__The task__:
Write out the data from the line with "Does this scene include the red" through the line with "[301,0,640,58]", both included, as a numbered list with blank lines left out.

***** Data in this exercise

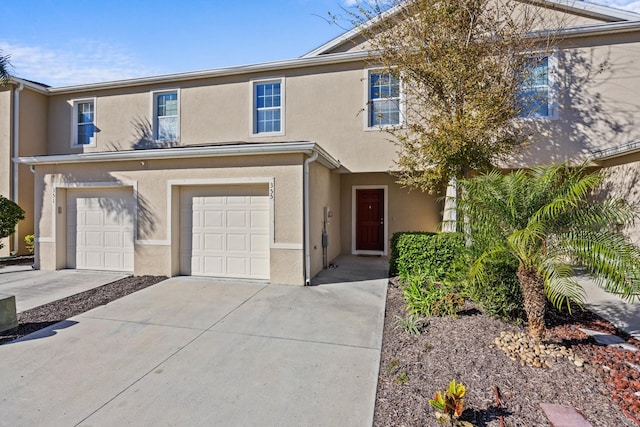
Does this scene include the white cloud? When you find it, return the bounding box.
[0,42,154,86]
[590,0,640,13]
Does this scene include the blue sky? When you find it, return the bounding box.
[0,0,640,86]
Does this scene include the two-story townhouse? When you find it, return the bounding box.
[0,0,640,284]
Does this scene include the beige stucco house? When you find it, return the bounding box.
[0,0,640,284]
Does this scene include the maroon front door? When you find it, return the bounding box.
[356,188,384,252]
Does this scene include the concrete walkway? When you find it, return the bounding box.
[0,258,387,426]
[0,265,129,313]
[577,275,640,339]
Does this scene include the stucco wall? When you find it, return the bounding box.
[340,173,442,254]
[36,155,303,284]
[507,34,640,167]
[49,61,395,172]
[309,162,341,277]
[17,88,48,255]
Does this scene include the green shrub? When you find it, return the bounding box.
[389,232,464,281]
[464,259,526,323]
[0,196,24,248]
[24,234,36,254]
[402,274,464,316]
[389,231,436,277]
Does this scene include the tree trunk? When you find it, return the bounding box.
[517,265,547,341]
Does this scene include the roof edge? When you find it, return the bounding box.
[300,0,640,58]
[15,141,340,169]
[48,52,368,94]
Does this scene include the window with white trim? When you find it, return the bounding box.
[153,90,180,142]
[73,99,96,145]
[253,79,284,134]
[368,71,401,127]
[517,56,555,119]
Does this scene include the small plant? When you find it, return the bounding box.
[429,379,473,427]
[395,313,424,335]
[24,234,35,254]
[396,371,409,385]
[0,195,24,249]
[386,359,400,375]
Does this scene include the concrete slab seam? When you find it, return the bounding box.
[207,330,381,351]
[74,285,268,427]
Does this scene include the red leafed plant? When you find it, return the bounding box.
[429,379,473,427]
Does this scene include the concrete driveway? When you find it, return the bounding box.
[0,260,387,426]
[0,265,129,313]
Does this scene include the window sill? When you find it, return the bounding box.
[249,132,285,138]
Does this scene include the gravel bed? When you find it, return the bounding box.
[0,276,166,345]
[374,283,636,427]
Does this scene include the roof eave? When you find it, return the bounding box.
[48,51,368,94]
[15,142,340,169]
[301,0,640,58]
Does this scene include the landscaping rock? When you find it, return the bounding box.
[0,294,18,332]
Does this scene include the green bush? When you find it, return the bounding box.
[0,196,24,248]
[464,259,526,323]
[389,232,464,281]
[402,274,464,316]
[24,234,36,254]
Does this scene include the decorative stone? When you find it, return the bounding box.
[0,294,18,332]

**********

__Output of the exercise__:
1. Does this scene include the red leafed plant? When you find it, return the bounding box.
2. [429,379,473,427]
3. Does this scene include the concrete driveway? When you find it, return the bounding box.
4. [0,260,387,426]
5. [0,265,129,313]
6. Does this scene include the window sill? When you find it, return the bounding box.
7. [249,132,285,138]
8. Does this scene include the gravel bed? When you find it, return the bounding box.
9. [0,276,166,345]
10. [374,283,636,427]
11. Does this scene include the roof eave? When you find it, return the bounding box.
12. [48,51,368,94]
13. [15,142,340,169]
14. [301,0,640,58]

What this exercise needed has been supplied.